-- Problem details --
Find every line in the entries that contains the word "patch" and copy each one out. Case counts.

-- Record excerpts --
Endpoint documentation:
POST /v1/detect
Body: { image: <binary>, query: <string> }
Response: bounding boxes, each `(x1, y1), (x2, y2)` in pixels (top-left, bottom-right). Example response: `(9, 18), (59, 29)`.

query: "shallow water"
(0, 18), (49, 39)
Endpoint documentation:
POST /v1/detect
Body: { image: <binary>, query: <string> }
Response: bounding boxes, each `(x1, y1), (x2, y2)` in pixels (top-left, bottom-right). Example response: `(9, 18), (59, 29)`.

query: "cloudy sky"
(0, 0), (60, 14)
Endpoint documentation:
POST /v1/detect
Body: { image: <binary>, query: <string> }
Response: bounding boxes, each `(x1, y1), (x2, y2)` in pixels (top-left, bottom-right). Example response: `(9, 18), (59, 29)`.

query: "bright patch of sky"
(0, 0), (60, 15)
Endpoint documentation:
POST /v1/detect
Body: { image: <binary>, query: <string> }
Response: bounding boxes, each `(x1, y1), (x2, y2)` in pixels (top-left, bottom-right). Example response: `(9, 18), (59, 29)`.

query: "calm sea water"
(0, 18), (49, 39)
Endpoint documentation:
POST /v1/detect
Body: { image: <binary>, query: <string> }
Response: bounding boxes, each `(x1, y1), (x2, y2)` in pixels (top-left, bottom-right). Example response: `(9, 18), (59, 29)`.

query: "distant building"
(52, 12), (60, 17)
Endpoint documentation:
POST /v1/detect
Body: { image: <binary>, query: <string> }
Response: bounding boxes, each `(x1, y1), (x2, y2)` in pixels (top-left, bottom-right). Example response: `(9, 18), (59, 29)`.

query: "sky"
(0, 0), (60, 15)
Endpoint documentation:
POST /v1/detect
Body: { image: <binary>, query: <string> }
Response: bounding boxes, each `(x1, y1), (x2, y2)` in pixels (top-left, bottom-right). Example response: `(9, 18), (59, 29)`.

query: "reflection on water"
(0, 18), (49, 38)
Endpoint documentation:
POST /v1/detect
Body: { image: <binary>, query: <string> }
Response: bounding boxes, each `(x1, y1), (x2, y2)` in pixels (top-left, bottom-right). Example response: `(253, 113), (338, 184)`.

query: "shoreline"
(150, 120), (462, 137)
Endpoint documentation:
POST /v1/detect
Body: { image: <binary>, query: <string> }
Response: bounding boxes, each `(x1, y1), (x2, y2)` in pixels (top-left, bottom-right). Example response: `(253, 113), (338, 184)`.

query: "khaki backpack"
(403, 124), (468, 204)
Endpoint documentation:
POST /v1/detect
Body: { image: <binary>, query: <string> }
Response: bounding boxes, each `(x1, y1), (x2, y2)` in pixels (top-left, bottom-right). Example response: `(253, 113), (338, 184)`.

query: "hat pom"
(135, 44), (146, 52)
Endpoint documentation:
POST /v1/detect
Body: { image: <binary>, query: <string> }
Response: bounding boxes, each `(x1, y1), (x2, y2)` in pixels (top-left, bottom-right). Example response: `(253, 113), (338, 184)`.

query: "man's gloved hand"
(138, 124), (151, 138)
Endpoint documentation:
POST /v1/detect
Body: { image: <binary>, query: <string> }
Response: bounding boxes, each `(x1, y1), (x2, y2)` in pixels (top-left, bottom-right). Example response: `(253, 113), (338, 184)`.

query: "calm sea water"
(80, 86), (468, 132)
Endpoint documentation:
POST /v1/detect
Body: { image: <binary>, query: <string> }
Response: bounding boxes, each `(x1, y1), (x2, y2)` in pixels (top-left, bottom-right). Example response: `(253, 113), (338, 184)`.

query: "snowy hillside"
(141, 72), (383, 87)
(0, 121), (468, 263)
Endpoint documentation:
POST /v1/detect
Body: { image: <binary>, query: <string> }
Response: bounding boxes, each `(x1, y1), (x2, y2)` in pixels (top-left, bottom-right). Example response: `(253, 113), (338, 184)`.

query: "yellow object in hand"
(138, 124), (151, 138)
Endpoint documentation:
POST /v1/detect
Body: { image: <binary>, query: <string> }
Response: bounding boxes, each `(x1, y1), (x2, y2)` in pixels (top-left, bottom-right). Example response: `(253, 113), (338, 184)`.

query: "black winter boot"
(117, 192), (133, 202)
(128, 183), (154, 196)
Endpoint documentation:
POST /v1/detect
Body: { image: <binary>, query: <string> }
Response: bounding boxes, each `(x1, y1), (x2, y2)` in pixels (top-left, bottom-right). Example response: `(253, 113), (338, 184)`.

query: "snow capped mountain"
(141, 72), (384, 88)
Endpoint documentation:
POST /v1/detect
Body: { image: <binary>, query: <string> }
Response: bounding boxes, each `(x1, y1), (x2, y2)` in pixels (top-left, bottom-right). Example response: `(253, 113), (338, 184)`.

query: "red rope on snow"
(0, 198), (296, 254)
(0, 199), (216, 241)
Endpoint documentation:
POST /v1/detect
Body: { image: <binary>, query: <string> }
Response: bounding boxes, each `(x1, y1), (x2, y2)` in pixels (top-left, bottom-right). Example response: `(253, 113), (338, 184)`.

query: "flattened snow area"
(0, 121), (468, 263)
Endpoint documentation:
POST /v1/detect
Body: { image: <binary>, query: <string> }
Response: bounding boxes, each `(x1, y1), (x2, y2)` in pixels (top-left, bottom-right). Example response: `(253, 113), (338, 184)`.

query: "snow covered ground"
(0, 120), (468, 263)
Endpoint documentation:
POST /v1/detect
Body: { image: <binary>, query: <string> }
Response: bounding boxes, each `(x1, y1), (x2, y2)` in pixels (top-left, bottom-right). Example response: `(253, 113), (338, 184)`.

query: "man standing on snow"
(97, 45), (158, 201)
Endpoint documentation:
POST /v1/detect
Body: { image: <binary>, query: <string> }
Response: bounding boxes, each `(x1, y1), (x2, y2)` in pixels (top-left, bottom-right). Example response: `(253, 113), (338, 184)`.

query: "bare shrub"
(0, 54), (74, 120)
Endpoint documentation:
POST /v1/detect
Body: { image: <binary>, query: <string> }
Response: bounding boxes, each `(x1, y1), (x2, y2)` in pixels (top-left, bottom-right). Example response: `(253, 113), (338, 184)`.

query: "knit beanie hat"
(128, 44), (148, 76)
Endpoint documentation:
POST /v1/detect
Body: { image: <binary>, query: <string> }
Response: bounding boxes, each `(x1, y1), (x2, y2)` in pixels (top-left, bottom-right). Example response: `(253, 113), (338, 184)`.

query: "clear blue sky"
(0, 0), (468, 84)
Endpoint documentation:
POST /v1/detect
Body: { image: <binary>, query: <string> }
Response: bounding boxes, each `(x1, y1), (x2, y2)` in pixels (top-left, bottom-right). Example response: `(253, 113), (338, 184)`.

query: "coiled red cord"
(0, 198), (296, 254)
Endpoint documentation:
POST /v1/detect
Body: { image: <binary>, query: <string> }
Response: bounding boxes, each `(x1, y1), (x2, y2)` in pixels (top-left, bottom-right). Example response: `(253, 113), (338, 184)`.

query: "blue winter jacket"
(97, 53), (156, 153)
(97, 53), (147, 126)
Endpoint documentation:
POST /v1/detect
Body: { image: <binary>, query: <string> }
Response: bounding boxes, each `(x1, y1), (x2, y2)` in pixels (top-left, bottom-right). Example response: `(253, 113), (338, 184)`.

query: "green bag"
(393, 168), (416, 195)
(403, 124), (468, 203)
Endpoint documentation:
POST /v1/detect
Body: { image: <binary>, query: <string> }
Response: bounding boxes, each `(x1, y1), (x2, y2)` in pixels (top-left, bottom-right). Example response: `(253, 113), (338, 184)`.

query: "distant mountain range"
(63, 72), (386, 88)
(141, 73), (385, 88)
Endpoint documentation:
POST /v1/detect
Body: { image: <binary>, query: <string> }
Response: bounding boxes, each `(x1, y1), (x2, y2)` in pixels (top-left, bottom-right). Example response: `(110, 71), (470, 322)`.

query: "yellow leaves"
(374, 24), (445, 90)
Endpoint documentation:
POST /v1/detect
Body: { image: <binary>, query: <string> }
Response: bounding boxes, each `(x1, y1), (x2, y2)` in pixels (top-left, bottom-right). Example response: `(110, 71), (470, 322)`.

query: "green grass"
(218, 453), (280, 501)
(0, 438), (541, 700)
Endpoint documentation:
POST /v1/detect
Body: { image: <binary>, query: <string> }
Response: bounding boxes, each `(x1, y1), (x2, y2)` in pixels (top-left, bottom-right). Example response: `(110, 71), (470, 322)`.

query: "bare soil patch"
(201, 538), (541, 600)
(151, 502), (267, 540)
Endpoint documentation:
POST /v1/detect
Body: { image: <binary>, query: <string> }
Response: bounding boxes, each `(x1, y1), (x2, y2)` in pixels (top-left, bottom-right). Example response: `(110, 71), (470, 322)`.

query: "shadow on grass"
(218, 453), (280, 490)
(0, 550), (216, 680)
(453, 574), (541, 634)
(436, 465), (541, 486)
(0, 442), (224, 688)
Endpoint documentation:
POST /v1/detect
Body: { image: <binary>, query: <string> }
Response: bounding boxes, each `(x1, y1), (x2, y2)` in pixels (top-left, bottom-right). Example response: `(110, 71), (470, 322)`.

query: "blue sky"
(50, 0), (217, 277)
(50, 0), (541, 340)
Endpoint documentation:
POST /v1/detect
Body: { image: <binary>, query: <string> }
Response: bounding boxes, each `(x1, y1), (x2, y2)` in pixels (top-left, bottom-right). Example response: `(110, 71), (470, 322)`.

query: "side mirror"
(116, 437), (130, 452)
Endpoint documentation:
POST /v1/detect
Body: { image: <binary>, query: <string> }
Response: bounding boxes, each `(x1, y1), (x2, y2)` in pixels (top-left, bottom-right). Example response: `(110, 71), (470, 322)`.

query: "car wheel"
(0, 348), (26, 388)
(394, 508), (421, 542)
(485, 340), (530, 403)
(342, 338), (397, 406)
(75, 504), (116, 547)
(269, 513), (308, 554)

-- Problem solution --
query: "bright patch of sky"
query: "bare soil patch"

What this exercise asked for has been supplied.